**Tarea**
Traduce al inglés esta oración del fragmento sobre el concepto de ideología: "En los tres casos Zizek encuentra una simetría esencial de desarrollo: en algún punto la frontera que separa a lo ideológico de lo no ideológico se desdibuja y, como resultado, se produce una inflación del concepto de ideología que pierde, de tal modo, toda precisión analítica."

**Fragmento seleccionado**
------------------------------------------------

En los tres casos Zizek encuentra una simetría esencial de desarrollo: en algún punto la frontera que separa a lo ideológico de lo no ideológico se desdibuja y, como resultado, se produce una inflación del concepto de ideología que pierde, de tal modo, toda precisión analítica. En el caso de la ideología como “sistema de ideas”, la unidad de tal sistema depende de la posibilidad de encontrar un punto externo a sí mismo a partir del cual una crítica de la ideología pueda verificarse –por ejemplo mostrando, a través de una lectura sintomal los verdaderos intereses a los que responde una configuración ideológica dada–. Pero, como Zizek lo muestra con ejemplos tomados de las obras de Barthes, de Paul de Man, de Ducrot, de Pêcheux y de mis propios trabajos, es precisamente el “grado cero” de lo ideológico de esta presunta realidad extradiscursiva lo queconstituye la falsedad por excelencia de la ideología. En el caso de los “aparatos ideológicos del Estado”, o en la versión foucaultiana, los procedimientos disciplinarios que operan al nivel del micropoder” encontramos versiones simétricas de la misma petitio principii: ¿la unidad de los aparatos del Estado, no requiere ese cemento mismo de la ideología que ellos pretenden explicar?; o, en el caso de las técnicas disciplinarias: su misma dispersión, ¿no requiere la recomposición constante de su articulación, de modo tal que tenemos necesariamente que apelar a un medio discursivo que destruye la propia distinción entre lo ideológico y lo no ideológico? Y el caso es aún más claro si nos movemos al campo de las creencias: aquí, desde el mismo comienzo, nos encontramos confrontados por una realidad presuntamente “extraideológica” cuya operación depende de mecanismos que pertenecen al reino ideológico.
[En] el momento en que observamos con mayor precisión a estos mecanismos supuestamente extraideológicos nos encontramos enterrados hasta la rodilla en ese oscuro dominio ya mencionado en que es imposible distinguir a la realidad de la ideología. Lo que encontramos aquí, por consiguiente, es la tercera inversión de la no-ideología en ideología: advertimos, de golpe, un para-sí de la ideología que opera en el-propio en sí de la realidad extraideológica.
Aquí Zizek detecta correctamente la fuente principal del progresivo abandono de la “ideología” como categoría analítica: “de algún modo esta noción pasa a ser demasiado potente”, comienza a abrazar todo, incluso el muy neutral fundamento extra-lógico que, se suponía, había de proveer el patrón por medio del cual se mediría la distorsión ideológica. (...)

------------------------------------------------

**Datos proporcionados**
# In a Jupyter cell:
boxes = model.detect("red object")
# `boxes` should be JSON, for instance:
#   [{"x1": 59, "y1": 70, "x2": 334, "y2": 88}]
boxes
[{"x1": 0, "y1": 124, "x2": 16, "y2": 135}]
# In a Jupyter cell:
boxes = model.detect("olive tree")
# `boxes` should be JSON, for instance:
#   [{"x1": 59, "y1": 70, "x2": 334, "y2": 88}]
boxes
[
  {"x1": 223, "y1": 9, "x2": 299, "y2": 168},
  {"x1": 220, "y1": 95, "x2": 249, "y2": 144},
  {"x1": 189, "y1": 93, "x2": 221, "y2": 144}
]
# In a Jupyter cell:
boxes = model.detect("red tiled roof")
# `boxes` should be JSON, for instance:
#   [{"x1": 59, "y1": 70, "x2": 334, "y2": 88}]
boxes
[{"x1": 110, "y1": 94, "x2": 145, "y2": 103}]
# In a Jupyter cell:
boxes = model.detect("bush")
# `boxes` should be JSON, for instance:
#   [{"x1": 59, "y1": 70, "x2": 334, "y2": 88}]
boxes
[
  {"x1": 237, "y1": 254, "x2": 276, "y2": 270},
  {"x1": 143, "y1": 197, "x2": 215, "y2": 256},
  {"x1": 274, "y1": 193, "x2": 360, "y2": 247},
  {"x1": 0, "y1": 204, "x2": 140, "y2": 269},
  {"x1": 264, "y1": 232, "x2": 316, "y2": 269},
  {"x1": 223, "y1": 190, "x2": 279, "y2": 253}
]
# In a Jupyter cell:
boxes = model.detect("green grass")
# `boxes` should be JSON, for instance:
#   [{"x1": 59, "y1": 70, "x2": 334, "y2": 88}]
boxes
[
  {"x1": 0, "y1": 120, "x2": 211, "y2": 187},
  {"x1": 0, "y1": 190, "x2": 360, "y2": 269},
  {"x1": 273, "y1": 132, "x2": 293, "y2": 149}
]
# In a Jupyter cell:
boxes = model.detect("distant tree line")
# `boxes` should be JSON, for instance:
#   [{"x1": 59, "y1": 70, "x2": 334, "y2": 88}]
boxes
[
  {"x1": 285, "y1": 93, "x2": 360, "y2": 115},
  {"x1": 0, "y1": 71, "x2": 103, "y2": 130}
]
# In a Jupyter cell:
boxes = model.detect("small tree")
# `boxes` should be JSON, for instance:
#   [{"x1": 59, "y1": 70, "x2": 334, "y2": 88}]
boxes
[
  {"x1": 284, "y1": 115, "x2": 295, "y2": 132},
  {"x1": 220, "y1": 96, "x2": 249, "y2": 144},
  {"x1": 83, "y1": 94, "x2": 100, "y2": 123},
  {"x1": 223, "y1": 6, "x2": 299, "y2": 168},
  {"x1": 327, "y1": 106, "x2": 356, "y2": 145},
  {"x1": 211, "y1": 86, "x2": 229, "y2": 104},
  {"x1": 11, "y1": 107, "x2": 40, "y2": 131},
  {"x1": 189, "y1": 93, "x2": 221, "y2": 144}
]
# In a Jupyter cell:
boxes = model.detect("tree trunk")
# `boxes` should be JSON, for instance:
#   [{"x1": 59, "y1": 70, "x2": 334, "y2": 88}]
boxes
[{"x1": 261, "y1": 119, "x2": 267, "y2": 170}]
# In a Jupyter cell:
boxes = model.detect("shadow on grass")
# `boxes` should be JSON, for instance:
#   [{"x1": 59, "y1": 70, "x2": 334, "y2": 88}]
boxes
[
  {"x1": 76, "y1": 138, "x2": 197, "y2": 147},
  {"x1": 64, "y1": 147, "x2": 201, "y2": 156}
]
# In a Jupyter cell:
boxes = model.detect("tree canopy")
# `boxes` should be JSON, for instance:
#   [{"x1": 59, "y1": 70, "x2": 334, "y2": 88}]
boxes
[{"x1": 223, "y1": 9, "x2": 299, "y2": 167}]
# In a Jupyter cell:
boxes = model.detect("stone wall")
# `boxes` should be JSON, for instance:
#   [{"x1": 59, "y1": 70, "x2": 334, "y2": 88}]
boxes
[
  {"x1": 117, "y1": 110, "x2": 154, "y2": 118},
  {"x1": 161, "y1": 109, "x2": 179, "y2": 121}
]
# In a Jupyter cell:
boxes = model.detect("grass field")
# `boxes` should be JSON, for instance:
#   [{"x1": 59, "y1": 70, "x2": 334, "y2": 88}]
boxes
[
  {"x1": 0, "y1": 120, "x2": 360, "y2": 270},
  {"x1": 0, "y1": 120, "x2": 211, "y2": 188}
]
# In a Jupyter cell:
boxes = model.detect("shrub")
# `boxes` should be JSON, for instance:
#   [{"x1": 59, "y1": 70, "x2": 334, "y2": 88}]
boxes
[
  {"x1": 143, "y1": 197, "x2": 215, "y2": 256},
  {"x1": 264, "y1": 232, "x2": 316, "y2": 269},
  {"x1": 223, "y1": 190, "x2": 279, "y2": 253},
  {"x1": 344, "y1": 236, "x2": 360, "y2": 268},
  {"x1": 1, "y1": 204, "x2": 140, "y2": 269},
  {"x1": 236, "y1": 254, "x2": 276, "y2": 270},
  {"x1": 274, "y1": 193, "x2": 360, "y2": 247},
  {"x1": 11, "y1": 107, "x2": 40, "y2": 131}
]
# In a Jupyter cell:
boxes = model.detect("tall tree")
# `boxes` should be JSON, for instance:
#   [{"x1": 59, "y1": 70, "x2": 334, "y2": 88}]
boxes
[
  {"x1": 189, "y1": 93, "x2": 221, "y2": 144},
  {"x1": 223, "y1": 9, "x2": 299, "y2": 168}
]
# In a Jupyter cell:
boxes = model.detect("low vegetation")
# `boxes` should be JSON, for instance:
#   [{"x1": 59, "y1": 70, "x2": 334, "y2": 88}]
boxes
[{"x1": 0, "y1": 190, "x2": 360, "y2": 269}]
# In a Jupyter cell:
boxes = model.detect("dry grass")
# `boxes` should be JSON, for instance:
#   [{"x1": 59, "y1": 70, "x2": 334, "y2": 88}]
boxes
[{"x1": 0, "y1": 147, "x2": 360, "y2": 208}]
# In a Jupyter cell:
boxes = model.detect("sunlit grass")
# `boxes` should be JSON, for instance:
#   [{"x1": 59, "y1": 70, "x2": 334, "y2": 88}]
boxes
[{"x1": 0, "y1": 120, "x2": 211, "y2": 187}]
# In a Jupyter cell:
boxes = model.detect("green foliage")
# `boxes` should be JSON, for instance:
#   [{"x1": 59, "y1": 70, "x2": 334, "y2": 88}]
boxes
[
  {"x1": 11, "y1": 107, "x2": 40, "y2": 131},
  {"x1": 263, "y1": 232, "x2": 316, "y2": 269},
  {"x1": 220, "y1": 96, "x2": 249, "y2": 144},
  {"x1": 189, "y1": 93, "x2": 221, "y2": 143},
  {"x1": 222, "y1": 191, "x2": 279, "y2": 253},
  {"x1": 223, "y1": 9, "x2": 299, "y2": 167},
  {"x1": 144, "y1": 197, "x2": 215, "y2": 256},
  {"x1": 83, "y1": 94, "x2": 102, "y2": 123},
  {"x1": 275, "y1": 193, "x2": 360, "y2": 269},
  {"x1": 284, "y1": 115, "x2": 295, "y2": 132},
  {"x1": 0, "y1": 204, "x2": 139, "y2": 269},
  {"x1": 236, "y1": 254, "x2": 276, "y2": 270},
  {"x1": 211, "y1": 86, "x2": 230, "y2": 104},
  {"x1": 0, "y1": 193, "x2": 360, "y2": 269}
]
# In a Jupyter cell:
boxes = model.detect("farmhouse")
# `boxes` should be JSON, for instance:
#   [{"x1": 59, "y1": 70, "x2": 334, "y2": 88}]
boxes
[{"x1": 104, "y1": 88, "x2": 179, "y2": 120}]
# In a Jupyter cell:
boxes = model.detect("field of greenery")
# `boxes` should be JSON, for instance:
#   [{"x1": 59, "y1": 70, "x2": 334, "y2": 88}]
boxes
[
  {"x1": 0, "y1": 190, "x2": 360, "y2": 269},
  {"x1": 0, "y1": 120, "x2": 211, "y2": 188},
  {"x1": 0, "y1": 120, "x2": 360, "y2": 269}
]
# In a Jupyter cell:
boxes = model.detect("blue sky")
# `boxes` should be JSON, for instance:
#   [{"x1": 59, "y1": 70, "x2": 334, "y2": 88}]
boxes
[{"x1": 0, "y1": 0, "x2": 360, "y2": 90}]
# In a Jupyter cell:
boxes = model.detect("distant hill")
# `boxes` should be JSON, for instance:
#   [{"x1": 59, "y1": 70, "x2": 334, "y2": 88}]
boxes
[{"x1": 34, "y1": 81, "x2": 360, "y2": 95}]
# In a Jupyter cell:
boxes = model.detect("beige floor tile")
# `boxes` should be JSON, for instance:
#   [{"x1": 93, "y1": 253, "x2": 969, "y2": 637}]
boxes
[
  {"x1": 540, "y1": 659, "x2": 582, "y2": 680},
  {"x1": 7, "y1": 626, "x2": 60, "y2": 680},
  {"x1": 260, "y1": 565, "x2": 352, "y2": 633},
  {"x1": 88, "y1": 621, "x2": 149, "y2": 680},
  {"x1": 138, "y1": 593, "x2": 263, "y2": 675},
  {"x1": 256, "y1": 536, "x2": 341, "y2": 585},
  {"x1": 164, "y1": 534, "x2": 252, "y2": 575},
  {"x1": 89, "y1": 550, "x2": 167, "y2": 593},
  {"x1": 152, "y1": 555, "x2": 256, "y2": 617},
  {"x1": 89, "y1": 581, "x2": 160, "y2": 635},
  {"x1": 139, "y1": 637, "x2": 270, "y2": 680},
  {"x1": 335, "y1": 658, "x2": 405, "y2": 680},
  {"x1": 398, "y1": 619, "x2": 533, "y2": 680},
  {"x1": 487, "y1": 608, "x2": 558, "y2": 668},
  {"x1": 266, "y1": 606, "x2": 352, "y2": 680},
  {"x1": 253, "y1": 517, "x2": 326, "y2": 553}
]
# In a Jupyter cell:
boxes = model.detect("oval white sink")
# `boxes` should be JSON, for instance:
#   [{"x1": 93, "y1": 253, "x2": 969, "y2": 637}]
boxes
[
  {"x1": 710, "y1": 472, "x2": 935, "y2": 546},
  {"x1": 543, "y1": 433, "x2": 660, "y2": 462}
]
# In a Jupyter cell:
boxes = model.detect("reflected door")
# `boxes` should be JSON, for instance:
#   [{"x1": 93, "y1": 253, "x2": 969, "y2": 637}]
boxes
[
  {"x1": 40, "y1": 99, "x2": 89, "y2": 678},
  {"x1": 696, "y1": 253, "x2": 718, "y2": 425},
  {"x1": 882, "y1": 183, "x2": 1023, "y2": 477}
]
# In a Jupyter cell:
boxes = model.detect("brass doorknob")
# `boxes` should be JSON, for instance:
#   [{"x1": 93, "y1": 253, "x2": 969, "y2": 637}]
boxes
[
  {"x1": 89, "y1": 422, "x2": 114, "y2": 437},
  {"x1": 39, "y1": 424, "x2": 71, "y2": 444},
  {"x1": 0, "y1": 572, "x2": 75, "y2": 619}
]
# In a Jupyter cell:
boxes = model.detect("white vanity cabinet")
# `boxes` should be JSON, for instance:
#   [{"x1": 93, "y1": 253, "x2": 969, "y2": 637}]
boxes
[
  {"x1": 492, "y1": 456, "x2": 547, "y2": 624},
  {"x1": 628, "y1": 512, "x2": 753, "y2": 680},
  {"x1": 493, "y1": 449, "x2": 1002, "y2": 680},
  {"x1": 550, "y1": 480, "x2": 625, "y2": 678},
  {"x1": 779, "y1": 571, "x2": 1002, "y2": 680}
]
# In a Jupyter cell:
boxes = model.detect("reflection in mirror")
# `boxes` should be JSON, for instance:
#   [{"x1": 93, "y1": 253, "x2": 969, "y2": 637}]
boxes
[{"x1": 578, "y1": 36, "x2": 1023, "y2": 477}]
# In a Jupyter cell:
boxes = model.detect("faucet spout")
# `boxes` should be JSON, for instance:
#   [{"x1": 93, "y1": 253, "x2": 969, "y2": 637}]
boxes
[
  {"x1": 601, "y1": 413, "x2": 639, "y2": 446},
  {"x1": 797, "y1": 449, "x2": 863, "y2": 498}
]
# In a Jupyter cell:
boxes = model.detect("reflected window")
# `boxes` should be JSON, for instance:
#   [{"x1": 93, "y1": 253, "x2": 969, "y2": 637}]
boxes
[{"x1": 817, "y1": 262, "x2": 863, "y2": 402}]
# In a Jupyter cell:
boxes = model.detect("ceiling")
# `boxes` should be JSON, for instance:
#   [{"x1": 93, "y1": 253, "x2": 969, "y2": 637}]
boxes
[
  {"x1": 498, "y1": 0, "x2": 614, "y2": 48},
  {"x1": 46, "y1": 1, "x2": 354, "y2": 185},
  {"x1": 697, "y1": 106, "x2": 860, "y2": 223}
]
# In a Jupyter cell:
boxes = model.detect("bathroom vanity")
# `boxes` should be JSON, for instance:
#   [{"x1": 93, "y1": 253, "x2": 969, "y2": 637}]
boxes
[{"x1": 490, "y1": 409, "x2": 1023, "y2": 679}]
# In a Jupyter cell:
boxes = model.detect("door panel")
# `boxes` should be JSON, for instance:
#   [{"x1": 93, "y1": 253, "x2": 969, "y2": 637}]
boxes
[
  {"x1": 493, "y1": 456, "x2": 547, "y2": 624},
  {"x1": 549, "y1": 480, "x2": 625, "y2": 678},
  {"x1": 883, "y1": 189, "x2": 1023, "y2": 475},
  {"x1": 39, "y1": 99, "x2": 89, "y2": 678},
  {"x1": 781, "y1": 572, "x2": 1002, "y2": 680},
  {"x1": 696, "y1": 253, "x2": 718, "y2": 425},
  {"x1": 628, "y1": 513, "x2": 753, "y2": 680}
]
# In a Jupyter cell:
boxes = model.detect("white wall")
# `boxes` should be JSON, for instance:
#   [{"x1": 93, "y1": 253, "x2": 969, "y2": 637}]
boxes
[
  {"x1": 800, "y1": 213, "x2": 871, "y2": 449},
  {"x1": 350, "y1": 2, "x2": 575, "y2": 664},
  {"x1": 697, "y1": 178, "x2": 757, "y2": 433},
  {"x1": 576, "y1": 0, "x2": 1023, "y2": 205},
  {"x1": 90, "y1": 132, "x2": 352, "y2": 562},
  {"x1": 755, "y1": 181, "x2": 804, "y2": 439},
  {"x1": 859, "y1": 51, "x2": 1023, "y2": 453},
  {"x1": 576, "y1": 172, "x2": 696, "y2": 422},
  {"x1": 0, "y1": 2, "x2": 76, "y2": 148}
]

------------------------------------------------

**Tu respuesta**
In all three cases Zizek finds an essential symmetry of development: at some point the boundary that separates the ideological from the non-ideological becomes blurred and, as a result, there is an inflation of the concept of ideology, which thereby loses all analytical precision.